[Start of Attachment]

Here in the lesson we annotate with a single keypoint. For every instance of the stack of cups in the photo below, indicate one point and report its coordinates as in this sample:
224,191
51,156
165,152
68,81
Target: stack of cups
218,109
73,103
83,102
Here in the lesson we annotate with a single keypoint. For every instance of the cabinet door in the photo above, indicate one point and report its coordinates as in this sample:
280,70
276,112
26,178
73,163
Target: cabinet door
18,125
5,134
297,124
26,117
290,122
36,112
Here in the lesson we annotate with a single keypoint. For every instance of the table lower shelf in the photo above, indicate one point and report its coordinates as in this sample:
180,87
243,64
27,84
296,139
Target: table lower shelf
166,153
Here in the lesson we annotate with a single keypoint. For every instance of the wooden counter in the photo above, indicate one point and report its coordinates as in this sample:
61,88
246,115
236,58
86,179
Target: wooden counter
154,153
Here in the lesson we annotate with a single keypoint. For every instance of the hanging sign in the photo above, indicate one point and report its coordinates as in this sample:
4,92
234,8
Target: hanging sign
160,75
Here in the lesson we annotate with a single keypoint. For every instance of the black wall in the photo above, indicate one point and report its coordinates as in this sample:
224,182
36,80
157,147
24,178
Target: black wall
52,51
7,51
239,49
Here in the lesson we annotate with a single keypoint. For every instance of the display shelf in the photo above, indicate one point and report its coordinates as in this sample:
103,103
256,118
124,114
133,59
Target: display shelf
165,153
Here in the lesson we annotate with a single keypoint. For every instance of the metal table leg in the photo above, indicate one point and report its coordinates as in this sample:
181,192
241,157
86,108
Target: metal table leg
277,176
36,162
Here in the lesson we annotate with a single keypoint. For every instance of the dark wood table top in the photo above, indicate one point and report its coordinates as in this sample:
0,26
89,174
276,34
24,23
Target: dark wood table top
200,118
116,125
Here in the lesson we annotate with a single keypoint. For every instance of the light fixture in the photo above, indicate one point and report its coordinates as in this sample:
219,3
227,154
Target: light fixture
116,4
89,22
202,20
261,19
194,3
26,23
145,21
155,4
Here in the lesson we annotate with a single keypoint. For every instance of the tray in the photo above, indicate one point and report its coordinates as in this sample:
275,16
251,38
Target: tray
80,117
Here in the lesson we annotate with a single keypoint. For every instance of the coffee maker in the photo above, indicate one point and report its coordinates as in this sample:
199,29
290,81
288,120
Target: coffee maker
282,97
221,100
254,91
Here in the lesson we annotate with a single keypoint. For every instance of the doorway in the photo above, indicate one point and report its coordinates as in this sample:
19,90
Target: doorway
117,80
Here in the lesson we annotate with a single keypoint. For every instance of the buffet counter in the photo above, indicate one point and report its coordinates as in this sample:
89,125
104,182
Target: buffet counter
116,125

[End of Attachment]

Task brief
From start to finish, retype the records above with complete accuracy.

Worked solution
Here in the lesson we annotate with a single keypoint. For every instance of the stack of cups in the photo below, indicate one point and report its coordinates as in this sample:
224,191
51,156
165,152
68,81
Target: stack of cups
218,109
73,103
83,102
Here in the lesson we annotate with a single keypoint. For every instance of the cabinet door in the photo above, indicate one point and report its coordinates as in this sample:
280,70
276,112
26,178
73,163
Target: cabinet door
18,125
5,134
297,124
26,117
290,122
36,112
Here in the lesson we annotate with a single keypoint. For every instance of the table lower shelf in the photo above, indicate one point and report its coordinates as in this sample:
180,87
243,64
27,84
296,139
Target: table lower shelf
166,153
Here in the lesson we annotate with a single keypoint. For every instance of the wooden counter in the photo above, indicate one point and report its coordinates as in this sample:
61,88
246,115
236,58
86,179
Target: wooden counter
154,153
Here in the lesson we annotate with a single keypoint. For every instance of the hanging sign in the photo above, indicate one point and report its coordinates as in this sample:
4,92
234,8
Target: hanging sign
160,75
Here in the lesson we annotate with a single keypoint. For every instance of the black wall in the photo above, indicate one point and report its coordinates as in this sample:
224,182
36,80
157,147
24,178
Target: black wall
52,51
7,51
239,49
Here in the lesson we annotate with a single keypoint. For every instance of the display shelf in the photo above, indicate one point and report its coordinates as in this sample:
103,103
256,118
124,114
133,59
Target: display shelf
165,153
Here in the lesson we annotate with a single keypoint. For every instance of the metal table leg in the photo above, indicate one point and report its coordinates as in this sample:
181,192
241,157
86,108
Target: metal table leg
277,176
36,162
Here in the lesson we annotate with a single keypoint. For every instance of the dark wood table top in the photo above, indicate one point and report its coordinates as in this sample:
0,26
89,174
276,34
24,23
Target: dark wood table top
200,118
116,125
Here in the lesson we annotate with a single keypoint. For every instance of the light fixture in the photo above, indicate one point and report its coordinates as in this sample:
219,3
227,154
Target: light fixture
116,4
89,22
202,20
261,19
194,3
26,23
145,21
155,4
Here in the lesson we annotate with a single keypoint. For every instance of the tray in the photo above, indicate one point and report its coordinates as in this sample:
275,16
251,38
Target: tray
80,117
Here in the lesson we annotate with a single keypoint. For every instance of the coffee maker in the photo above, indicate one point and report its coordinates as in this sample:
199,29
290,81
288,120
Target: coffee maker
282,97
221,100
254,91
Here in the lesson we annotate with a single keypoint. For every instance of the doorway in the photo above, indicate one point and report its coordinates as in this sample:
19,90
Target: doorway
117,80
Here in the lesson we annotate with a single keypoint. For every instance of the buffet counter in the photo above, indicate one point and report its coordinates as in this sample:
89,125
104,182
Target: buffet counter
116,125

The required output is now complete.